| WRITTEN INSTRUCTION 1 |
Repeat the passage of the Amtrak funding article from "The cuts would" to "including New York." word for word.
| WRITTEN INSTRUCTION 2 |
Translate this sentence from the Amtrak funding article into Spanish: "Spokespersons for Speaker McCarthy did not return a request for comment by press time."
| WRITTEN INSTRUCTION 3 |
Resume the Amtrak funding article with new text that follows its final sentence.
-- start EXTRACT --
Now, a group of 77 lawmakers from both parties are demanding full restoration of funding, arguing the massive proposed cuts are “shortsighted” and would decimate service for the millions of passengers who ride Amtrak each year and undermine ongoing projects to maintain and expand the railroad’s infrastructure.

The letter drew co-signatures from lawmakers across the political and geographic spectrum, including Democrats and Republicans representing New York. Big Apple Democrats who signed on include Alexandria Ocasio-Cortez, Jerry Nadler, Dan Goldman, and Jamaal Bowman; New York Republicans who signed on, bucking their party leadership, include Nicole Malliotakis, Andrew Garbarino, Mike Lawler, and Marc Molinaro.

“Underfunding Amtrak’s annual appropriations will undermine necessary state-of-good repair work, inhibit progress on other capital projects, and runs counter to the interests of millions of our constituents who rely on efficient and reliable rail services,” the lawmakers wrote in a Sept. 22 letter to House Speaker Kevin McCarthy and other Congressional leaders. “This means fewer trains, longer delays, and increased travel costs for hardworking Americans who depend on Amtrak for intercity and regional train travel for commuting, work, or leisure.”

Republican disarray may lead to shutdown

House Speaker Kevin McCarthy speaks to reporters in Washington on Sept. 22, 2023.AP Photo/Mark Schiefelbein

Funding for Amtrak is just part of a larger budget debacle taking place on bitterly divided Capitol Hill. But this time, it seems internal strife within the Republican side of the House is the biggest hindrance to a funding deal.

If the Republican-led House and Democratic-led Senate don’t agree to a budget by Sunday, Oct. 1 — an increasingly likely scenario — the federal government will shut down, leaving hundreds of thousands of federal workers furloughed and myriad government services suspended.

Spokespersons for Speaker McCarthy did not return a request for comment by press time. 

McCarthy — who won the speakership in January after 15 rounds of voting and political horse-trading — is facing intense pressure from furthest-right members of the Republican caucus to hold the line on the GOP’s drastic austerity agenda, even if it means shutting down the government. One right-wing Congress member has even threatened a motion to “vacate the chair,” a maneuver that could force McCarthy out of the speaker’s seat, if they don’t get their way.

In July, Gardner gave praise to the funding proposal from Senate Democrats, which would maintain operational funding for Amtrak at baseline levels.

Impacts of funding cut

Amtrak train at Penn Station
An Amtrak train at Penn StationPhoto by Dean Moses

The cuts would particularly devastate the Northeast Corridor, which runs from Boston to Washington, DC and includes the nation’s only high-speed rail, the Acela Express. It’s the country’s busiest passenger rail line, carrying 9.3 million riders last year, and is a crucial transportation link between the major northeast cities, including New York.
-- end EXTRACT --
-- start RECORD EXTRACTS --
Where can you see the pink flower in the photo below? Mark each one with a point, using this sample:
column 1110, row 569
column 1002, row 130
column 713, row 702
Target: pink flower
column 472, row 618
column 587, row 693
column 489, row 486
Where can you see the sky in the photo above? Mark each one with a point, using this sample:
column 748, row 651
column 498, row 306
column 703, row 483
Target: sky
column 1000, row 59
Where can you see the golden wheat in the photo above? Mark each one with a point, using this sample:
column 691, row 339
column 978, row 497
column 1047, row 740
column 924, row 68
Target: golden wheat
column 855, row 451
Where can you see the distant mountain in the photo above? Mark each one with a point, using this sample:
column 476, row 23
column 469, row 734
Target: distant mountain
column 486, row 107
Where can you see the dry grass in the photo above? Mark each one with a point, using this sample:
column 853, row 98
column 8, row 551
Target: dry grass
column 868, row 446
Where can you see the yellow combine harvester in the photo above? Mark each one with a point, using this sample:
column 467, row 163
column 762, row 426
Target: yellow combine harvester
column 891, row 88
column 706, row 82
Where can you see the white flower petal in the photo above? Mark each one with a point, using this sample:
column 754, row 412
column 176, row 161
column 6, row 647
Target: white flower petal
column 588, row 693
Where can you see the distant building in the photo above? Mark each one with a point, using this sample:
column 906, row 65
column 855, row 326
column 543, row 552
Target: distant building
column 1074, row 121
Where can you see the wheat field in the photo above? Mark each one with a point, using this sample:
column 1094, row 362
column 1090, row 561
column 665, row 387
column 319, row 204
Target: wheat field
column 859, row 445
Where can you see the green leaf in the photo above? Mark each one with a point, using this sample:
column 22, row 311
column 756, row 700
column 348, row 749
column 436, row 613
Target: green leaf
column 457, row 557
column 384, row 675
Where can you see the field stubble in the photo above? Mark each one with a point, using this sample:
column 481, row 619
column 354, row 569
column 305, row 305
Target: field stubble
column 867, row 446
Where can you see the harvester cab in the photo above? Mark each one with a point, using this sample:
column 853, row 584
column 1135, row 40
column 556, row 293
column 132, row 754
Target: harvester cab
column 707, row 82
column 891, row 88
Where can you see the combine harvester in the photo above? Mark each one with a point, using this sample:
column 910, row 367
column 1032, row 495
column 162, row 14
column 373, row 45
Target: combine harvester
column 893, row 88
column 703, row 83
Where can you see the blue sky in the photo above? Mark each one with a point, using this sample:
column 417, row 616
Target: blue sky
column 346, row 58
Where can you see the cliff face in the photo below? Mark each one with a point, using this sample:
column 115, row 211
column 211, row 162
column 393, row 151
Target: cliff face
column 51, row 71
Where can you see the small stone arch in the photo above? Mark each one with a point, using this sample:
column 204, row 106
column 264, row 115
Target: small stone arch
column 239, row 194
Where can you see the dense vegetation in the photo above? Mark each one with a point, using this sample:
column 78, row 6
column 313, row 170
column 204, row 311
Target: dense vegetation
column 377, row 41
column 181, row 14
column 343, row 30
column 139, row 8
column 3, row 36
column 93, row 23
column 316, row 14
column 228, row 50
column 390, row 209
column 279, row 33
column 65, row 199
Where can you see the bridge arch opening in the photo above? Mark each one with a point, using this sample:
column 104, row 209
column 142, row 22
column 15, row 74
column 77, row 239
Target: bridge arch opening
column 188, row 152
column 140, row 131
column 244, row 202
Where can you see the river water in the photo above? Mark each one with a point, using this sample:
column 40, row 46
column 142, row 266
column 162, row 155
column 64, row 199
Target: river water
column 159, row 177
-- end RECORD EXTRACTS --
-- start RECORD EXTRACTS --
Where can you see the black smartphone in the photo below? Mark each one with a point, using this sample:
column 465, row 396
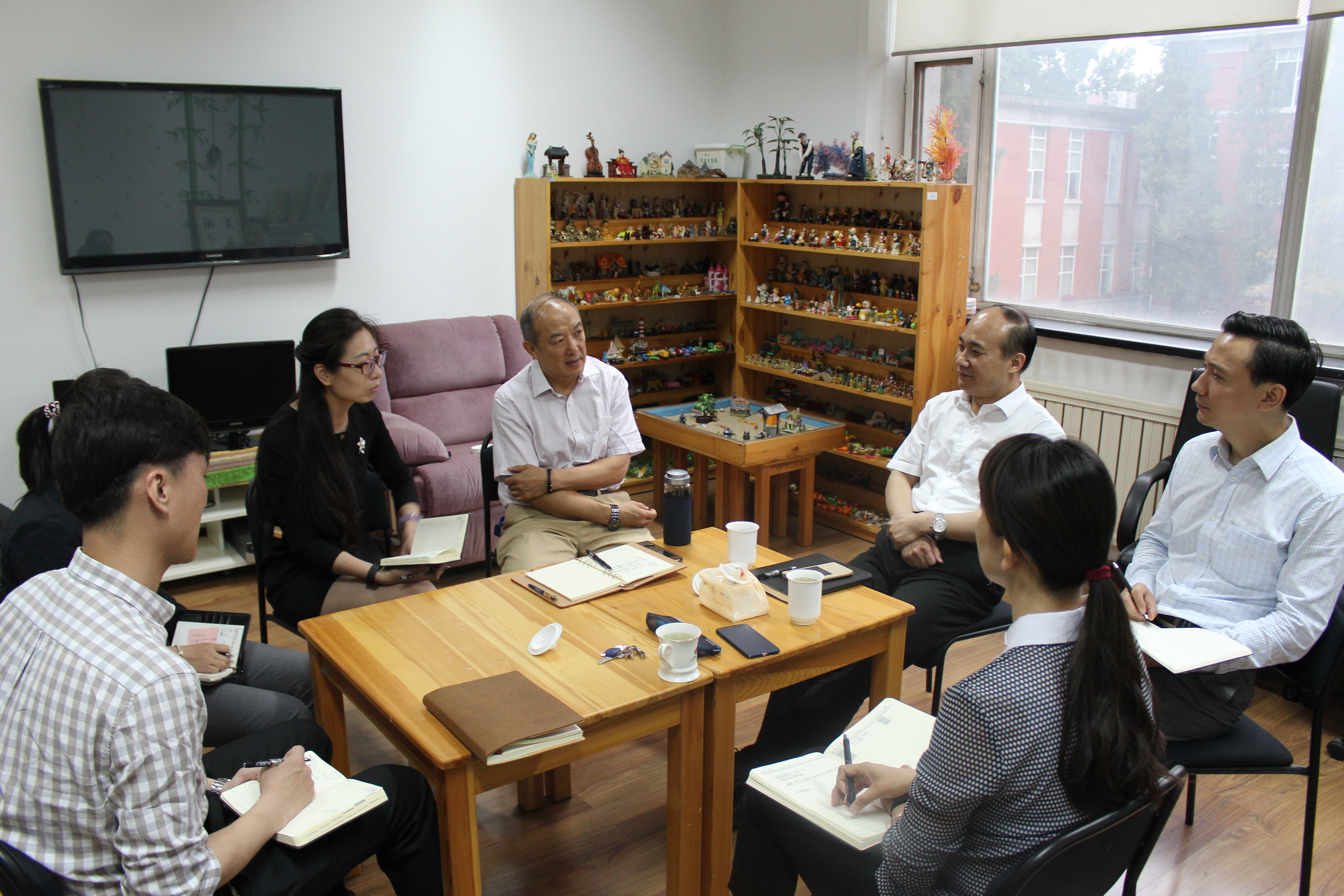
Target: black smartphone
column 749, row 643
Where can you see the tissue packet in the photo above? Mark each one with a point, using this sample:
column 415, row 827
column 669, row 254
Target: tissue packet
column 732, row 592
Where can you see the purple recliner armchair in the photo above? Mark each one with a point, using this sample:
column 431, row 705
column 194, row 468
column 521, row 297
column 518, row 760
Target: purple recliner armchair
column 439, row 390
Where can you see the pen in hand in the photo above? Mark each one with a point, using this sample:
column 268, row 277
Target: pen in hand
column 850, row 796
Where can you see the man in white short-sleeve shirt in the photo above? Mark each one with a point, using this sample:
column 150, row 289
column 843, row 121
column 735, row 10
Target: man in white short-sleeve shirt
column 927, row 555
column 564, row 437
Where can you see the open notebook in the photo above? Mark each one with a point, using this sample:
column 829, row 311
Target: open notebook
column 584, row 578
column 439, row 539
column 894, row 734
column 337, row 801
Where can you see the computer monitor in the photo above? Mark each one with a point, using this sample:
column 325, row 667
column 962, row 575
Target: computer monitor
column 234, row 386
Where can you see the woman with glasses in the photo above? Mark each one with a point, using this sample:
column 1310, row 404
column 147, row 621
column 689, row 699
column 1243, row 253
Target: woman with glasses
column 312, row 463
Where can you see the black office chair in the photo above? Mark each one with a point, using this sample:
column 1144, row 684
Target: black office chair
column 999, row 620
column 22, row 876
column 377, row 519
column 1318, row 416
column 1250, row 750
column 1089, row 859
-- end RECORD EXTRACTS --
| WRITTEN RESPONSE 1 |
The cuts would particularly devastate the Northeast Corridor, which runs from Boston to Washington, DC and includes the nation’s only high-speed rail, the Acela Express. It’s the country’s busiest passenger rail line, carrying 9.3 million riders last year, and is a crucial transportation link between the major northeast cities, including New York.

| WRITTEN RESPONSE 2 |
Los portavoces del presidente de la Cámara, McCarthy, no respondieron a una solicitud de comentarios antes del cierre de esta edición.

| WRITTEN RESPONSE 3 |
The Northeast Corridor is also a favorite of President Joe Biden, who regularly used Amtrak while a senator to commute from Capitol Hill to his home state of Delaware.

“Slashing funding from $1.3 billion to $99 million would interrupt service, bring a halt to essential infrastructure repairs and equipment overhauls required to keep trains running, and cause an immense strain on the millions of commuters, leisure travelers, and businesspeople who rely on this corridor daily,” the lawmakers wrote in their letter.

The 2021 federal infrastructure bill earmarked billions of dollars for Amtrak to pursue major capital projects that would modernize and expand America’s aging rail infrastructure. But the money set aside by the infrastructure law can only legally be spent on infrastructure projects, with much of it limited to specific projects for which states, cities, and transit agencies apply for grants.

For example, in July the Biden administration approved a $6.88 billion grant to New York and New Jersey to construct new tunnels for Amtrak and New Jersey Transit under the Hudson River, supplementing the century-old tubes that were severely damaged during Hurricane Sandy and significantly increasing rail capacity between the Empire and Garden states.

That eye-popping amount of money can only be spent on the Hudson River tunnel project, also known as Gateway. If the GOP funding proposal were to become law, Amtrak could not pull from the Gateway money to fund its operations and smaller state-of-good-repair projects.

Further, if the cuts were approved, the railroad’s ambitious network expansion plans funded by the infrastructure bill would effectively become a fool’s errand, as the agency wouldn’t have nearly enough trains or crew to run expanded service; in fact, many Amtrak services across the nation would have to close entirely.

“This proposed budget does not take the task of governing seriously, ignoring the needs of hundreds of Amtrak-served communities in favor of scoring cheap political points,” said Jim Mathews, president of the Rail Passengers Association, a national straphangers advocacy group. “We stand ready to work with House and Senate leadership to come up with a responsible budget that preserves essential transportation and economic services.”